◆ Exercise directions ◆
As you work through the listing, transcribe every line exactly as it reads.
[[ Dataset records, beginning ]]
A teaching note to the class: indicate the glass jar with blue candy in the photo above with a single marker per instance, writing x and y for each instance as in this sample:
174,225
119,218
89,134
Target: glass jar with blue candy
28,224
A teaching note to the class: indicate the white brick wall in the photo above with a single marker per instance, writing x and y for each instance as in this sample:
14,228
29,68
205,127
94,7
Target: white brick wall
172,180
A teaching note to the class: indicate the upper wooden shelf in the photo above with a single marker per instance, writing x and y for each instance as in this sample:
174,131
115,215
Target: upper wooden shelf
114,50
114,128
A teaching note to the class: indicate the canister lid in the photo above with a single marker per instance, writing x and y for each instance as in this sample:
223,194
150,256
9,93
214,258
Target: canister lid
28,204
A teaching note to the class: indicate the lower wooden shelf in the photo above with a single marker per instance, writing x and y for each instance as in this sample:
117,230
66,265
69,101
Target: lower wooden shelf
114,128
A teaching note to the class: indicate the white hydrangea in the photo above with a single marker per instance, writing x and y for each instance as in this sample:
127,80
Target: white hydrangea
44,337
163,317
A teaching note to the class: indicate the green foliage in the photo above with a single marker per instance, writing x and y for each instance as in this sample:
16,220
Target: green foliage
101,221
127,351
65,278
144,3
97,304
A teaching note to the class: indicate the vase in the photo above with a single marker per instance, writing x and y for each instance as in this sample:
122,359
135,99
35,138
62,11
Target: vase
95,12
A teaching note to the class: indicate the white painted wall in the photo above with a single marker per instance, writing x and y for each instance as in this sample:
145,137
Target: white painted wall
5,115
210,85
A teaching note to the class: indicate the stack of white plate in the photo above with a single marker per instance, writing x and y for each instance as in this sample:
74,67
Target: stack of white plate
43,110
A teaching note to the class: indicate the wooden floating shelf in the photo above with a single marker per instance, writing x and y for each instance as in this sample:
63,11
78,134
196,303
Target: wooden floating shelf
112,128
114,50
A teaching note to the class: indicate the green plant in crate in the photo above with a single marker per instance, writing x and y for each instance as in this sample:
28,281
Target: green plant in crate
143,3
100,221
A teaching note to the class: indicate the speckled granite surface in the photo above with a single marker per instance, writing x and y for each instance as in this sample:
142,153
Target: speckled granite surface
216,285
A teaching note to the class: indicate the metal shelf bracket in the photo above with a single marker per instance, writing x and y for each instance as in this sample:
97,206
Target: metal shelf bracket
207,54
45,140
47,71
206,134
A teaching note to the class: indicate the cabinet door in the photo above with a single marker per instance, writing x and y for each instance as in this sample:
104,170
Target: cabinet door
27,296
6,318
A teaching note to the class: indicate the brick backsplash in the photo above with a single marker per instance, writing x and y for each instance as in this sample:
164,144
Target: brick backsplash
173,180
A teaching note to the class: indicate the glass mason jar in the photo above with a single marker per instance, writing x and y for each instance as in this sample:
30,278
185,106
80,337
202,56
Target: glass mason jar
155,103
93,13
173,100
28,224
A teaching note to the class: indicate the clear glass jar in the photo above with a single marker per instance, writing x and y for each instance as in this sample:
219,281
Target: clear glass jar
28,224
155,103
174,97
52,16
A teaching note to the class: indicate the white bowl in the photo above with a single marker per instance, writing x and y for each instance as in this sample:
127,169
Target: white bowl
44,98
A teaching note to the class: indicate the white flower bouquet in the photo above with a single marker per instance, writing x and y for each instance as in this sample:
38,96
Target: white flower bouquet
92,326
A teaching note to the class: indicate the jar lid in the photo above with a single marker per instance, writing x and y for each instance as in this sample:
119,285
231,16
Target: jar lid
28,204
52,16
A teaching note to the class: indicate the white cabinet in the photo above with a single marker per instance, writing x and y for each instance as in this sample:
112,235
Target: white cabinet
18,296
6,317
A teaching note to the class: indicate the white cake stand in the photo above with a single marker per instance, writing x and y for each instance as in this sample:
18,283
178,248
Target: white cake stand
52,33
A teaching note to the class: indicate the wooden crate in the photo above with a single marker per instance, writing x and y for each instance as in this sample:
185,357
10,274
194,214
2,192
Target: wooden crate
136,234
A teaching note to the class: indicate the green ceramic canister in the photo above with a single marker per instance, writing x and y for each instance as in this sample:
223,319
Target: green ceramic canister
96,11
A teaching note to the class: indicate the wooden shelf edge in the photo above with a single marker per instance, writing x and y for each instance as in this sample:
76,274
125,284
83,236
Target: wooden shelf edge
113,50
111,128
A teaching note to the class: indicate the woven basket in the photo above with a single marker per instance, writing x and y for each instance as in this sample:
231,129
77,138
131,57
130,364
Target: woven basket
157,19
[[ Dataset records, end ]]
◆ Solved exercise ◆
A teaching note to the class: indicate the glass jar with blue candy in the photo above with a single marker per instance, writing x and y for each instance as in this sample:
174,225
119,218
89,134
Target: glass jar with blue candy
28,224
A teaching note to the class: indicate the white brick wall in the photo above with a single marker per instance, writing x and y for each instance as in this sample:
14,228
29,68
205,127
94,7
Target: white brick wall
172,180
A teaching note to the class: indicate the upper wooden shelf in the photo above with a single marker per instance, writing x and y for each instance as in this sample:
174,131
115,215
Target: upper wooden shelf
114,50
114,128
A teaching note to the class: indicate the canister lid in the photo above with a single marker per instance, writing x and y for each instance as in this sample:
223,194
150,256
9,93
214,258
Target: canister lid
28,204
A teaching note to the class: indicate the lower wooden shelf in the photo above with a single marker per instance, writing x and y for each instance as in this sample:
117,230
66,265
69,101
Target: lower wooden shelf
114,128
A teaching note to the class: indicate the white hydrangea in the photo above with a single marker per instance, writing x and y for each instance as in this sample:
127,80
Target: white hydrangea
44,337
163,317
A teaching note to the class: indicate the green foliage in the photo above with a single marker per instance, writing x and y for each instance as in this sample:
16,220
Target: green foliage
101,221
127,351
65,278
144,3
97,304
A teaching note to the class: indicate the vase in the photo above with a single marker per instance, writing x and y for each instance as in this sample:
122,359
135,99
35,138
62,11
Target: vase
95,12
A teaching note to the class: indicate the white painted wall in the photo above with a single marker per instance, writing x and y for each instance as in this sample:
145,137
Target: white painted wall
5,115
210,85
A teaching note to the class: indicate the stack of white plate in the photo above with a single marker per instance, writing x and y for each instance as in this sample:
74,67
Target: stack of white plate
43,110
A teaching note to the class: indicate the wooden floating shelf in the photo above with a single marker per instance, writing x and y for each instance as in this sample:
63,11
78,134
196,303
Target: wooden floating shelf
112,128
114,50
A teaching note to the class: indicate the green plant in crate in the photo above with a single marker per instance, writing x and y for each instance as in this sample:
28,281
Target: green plant in crate
143,3
100,221
A teaching note to the class: indicate the speckled granite surface in the photo above with a single marker per instance, writing x and y for each instance as in this sample:
142,153
Target: speckled granite surface
216,285
A teaching note to the class: indicate the metal shelf bracket in the photo above with a single marker per instance, writing x and y for each instance as in this sample:
97,206
Target: metal shelf bracket
207,54
45,140
47,71
206,134
A teaching note to the class: indicate the cabinet door in the photo above with a single marker per instance, writing x and y for each instance as in this sample:
104,170
Target: cabinet door
27,296
6,318
A teaching note to the class: indicate the brick backsplash in the photo above with a single marker per instance, writing x and y for each instance as in this sample:
164,144
Target: brick backsplash
173,180
A teaching note to the class: indicate the glass mason jar in the photo above with a single marker per instance, writing x and y for each instance as in this sample:
30,278
185,106
80,337
202,56
Target: glass mason jar
155,103
93,13
173,100
28,224
A teaching note to the class: indicate the clear glass jar in the photo above with a single marker per instance, writing x and y for each instance as in this sample:
219,281
Target: clear glass jar
28,224
155,103
174,97
52,16
A teaching note to the class: indicate the white bowl in the photo above with a single marker per instance, writing x and y for each instance as in this sample:
127,169
Target: white bowl
44,98
A teaching note to the class: indicate the white flower bouquet in the photo above with a single marker per instance, writing x and y for each instance as in this sample:
38,96
Target: white flower bouquet
92,326
A teaching note to the class: indicate the jar lid in the photo above with a single marker per instance, writing x and y for each instance as in this sample:
119,285
231,16
Target: jar lid
28,204
52,16
A teaching note to the class: indicate the white cabinet in the photo above with a single marker per instance, writing x and y for each instance as in this sample:
112,235
Target: white cabinet
18,296
6,317
A teaching note to the class: indicate the white cake stand in the photo above with a single marker per instance, writing x and y for each instance as in this sample:
18,283
178,248
Target: white cake stand
52,33
A teaching note to the class: indicate the wooden crate in the photo above with a single marker per instance, writing x and y for each instance as in this sample:
185,357
10,274
194,214
2,192
Target: wooden crate
136,234
A teaching note to the class: indicate the green ceramic canister in the photo above with a single marker per instance, writing x and y for each instance as in this sample:
223,319
Target: green ceramic canister
96,11
A teaching note to the class: indicate the wooden shelf edge in the photo above with a single marker per instance, writing x and y for each instance as in this sample:
76,274
125,284
83,236
Target: wooden shelf edge
113,50
111,128
A teaching note to the class: indicate the woven basket in the photo above with a single marker per instance, writing x and y for each instance as in this sample:
231,129
77,138
131,57
130,364
Target: woven basket
157,19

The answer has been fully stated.